### Task item
Write out the data again in full, exactly as it reads.

### Supplied records
========
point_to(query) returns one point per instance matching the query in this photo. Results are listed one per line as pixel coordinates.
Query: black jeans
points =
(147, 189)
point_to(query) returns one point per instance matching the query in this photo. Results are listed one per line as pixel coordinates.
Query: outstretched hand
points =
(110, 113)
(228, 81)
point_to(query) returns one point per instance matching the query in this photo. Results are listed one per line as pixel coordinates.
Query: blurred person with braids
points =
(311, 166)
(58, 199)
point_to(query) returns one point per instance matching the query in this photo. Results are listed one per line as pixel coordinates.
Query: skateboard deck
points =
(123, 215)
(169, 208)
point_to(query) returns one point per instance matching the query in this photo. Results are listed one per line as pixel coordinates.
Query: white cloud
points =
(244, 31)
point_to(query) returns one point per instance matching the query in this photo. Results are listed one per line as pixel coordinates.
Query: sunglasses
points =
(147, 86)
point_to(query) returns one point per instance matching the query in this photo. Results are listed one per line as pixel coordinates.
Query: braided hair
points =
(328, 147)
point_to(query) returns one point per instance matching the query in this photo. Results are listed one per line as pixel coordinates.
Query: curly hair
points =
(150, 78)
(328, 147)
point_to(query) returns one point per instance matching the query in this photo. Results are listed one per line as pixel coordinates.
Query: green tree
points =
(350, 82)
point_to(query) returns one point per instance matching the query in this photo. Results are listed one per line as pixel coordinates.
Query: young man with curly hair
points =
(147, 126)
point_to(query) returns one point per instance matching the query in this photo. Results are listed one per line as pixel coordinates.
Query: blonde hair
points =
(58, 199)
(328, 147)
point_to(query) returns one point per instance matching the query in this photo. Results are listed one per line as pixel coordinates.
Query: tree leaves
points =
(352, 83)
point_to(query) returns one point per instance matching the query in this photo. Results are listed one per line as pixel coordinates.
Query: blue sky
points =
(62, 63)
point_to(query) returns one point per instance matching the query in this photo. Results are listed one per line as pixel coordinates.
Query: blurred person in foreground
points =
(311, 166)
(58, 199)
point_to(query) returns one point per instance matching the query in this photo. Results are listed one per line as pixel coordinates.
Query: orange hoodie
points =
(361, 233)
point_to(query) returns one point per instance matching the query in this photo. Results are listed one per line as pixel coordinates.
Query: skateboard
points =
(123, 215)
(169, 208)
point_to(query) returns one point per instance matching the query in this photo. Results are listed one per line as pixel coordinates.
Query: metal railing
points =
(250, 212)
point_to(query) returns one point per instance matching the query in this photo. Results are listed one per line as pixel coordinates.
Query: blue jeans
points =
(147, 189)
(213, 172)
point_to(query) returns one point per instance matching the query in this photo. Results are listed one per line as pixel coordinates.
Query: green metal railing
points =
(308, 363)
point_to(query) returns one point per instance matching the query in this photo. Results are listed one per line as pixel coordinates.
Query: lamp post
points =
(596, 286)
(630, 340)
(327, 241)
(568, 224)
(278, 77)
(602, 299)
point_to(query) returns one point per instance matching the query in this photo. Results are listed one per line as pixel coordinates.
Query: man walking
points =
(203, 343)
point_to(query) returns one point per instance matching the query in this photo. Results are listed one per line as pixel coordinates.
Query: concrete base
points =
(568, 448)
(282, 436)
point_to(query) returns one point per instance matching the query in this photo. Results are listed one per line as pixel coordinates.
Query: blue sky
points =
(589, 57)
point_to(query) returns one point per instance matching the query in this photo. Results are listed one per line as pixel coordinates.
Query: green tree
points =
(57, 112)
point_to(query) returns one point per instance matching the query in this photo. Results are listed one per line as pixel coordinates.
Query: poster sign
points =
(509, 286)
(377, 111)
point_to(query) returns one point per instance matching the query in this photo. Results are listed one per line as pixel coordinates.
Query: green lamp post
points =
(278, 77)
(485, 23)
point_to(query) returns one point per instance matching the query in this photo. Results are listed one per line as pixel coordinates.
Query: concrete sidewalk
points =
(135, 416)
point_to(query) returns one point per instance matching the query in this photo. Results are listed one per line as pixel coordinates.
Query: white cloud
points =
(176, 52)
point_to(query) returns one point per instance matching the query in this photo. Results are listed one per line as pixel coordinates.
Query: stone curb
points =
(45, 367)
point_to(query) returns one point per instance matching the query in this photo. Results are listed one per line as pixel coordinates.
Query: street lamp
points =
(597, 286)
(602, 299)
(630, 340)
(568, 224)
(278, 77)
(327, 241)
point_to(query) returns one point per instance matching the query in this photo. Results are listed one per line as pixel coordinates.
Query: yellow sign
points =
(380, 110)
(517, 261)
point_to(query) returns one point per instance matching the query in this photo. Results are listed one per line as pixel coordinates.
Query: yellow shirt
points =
========
### Exercise result
point_to(query) returns one point per instance matching the query in this photo. Results are listed one per line as pixel coordinates.
Query: black jeans
points =
(147, 189)
point_to(query) returns one point per instance matching the query in this photo. Results are listed one per line as pixel coordinates.
Query: outstretched hand
points =
(110, 113)
(228, 81)
point_to(query) returns one point per instance matching the query in this photo. Results are listed one per line as pixel coordinates.
Query: blurred person with braids
points =
(311, 166)
(58, 199)
point_to(query) returns one point per instance matching the query in this photo. Results are listed one per line as pixel coordinates.
Query: skateboard deck
points =
(123, 215)
(169, 208)
point_to(query) returns one point per instance matching the query in this photo. Results are listed one per line as pixel coordinates.
Query: white cloud
points =
(244, 31)
point_to(query) returns one point per instance matching the query in this photo. Results are listed one per line as pixel coordinates.
Query: sunglasses
points =
(147, 86)
point_to(query) returns one point per instance matching the query in this photo. Results are listed one per line as pixel coordinates.
Query: braided hair
points =
(328, 147)
point_to(query) returns one point per instance matching the query in this photo. Results are listed one per line as pixel coordinates.
Query: curly hair
points =
(150, 78)
(328, 147)
point_to(query) returns one point per instance matching the query in this photo. Results are listed one per line as pixel coordinates.
Query: green tree
points =
(350, 82)
point_to(query) returns one point per instance matching the query in this photo. Results are listed one per line as pixel coordinates.
Query: young man with curly hair
points =
(147, 126)
point_to(query) returns one point per instance matching the query in this photo. Results are listed one per line as pixel coordinates.
Query: blonde hair
points =
(58, 199)
(328, 147)
point_to(query) returns one point per instance matching the query in this photo. Results are listed one per line as pixel coordinates.
Query: tree leaves
points =
(352, 83)
point_to(query) returns one point per instance matching the query in this photo. Results are listed one per line as pixel coordinates.
Query: blue sky
points =
(62, 63)
point_to(query) returns one point per instance matching the query in this photo. Results are listed one per line as pixel coordinates.
Query: blurred person in foreground
points =
(311, 166)
(58, 199)
point_to(query) returns one point per instance matching the query in this photo. Results are listed one per line as pixel coordinates.
Query: orange hoodie
points =
(361, 233)
point_to(query) returns one point per instance matching the query in this photo. Results are listed one per line as pixel coordinates.
Query: skateboard
points =
(123, 215)
(169, 208)
point_to(query) returns one point per instance matching the query in this photo. Results are listed one per line as pixel coordinates.
Query: metal railing
points =
(250, 212)
point_to(query) returns one point per instance matching the query in this photo. Results are listed one per line as pixel coordinates.
Query: blue jeans
points =
(147, 189)
(213, 172)
point_to(query) returns one point per instance matching the query in this photo. Results are listed one per line as pixel coordinates.
Query: green metal railing
points =
(308, 363)
point_to(query) returns one point per instance matching the query in this photo. Results are listed one per line as pixel coordinates.
Query: lamp post
points =
(596, 286)
(630, 340)
(327, 241)
(568, 224)
(278, 77)
(602, 299)
point_to(query) returns one point per instance matching the query in this photo. Results are listed one per line as pixel coordinates.
Query: man walking
points =
(203, 343)
point_to(query) returns one point per instance matching the query in this photo. Results are listed one per line as pixel coordinates.
Query: concrete base
points =
(568, 448)
(282, 436)
point_to(query) returns one point per instance matching the query in this photo. Results are listed one per line as pixel coordinates.
Query: blue sky
points =
(589, 57)
point_to(query) returns one point per instance matching the query in this photo. Results are listed one per line as pixel coordinates.
Query: green tree
points =
(57, 112)
point_to(query) returns one point per instance matching the query in this photo. Results are listed one per line as pixel coordinates.
Query: poster sign
points =
(509, 286)
(377, 111)
point_to(query) returns one point per instance matching the query in this photo. Results are listed one per line as pixel coordinates.
Query: green lamp post
points =
(278, 77)
(485, 23)
point_to(query) returns one point per instance matching the query in this photo. Results are listed one per line as pixel coordinates.
Query: concrete sidewalk
points =
(135, 416)
point_to(query) returns one point per instance matching the query in this photo. Results are listed one per line as pixel coordinates.
Query: white cloud
points =
(176, 52)
point_to(query) returns one point per instance matching the query in this photo. Results are listed one per line as pixel coordinates.
Query: stone curb
points =
(45, 367)
point_to(query) returns one point per instance matching the query in this photo. Results are listed one per line as pixel coordinates.
Query: street lamp
points =
(597, 286)
(602, 299)
(630, 340)
(568, 224)
(278, 77)
(327, 241)
point_to(query) returns one point per instance matching the query in this photo. Results are listed one per line as pixel coordinates.
Query: yellow sign
points =
(380, 110)
(517, 261)
point_to(query) returns one point per instance matching the query in this photo. Results are listed one per line as pixel coordinates.
Query: yellow shirt
points =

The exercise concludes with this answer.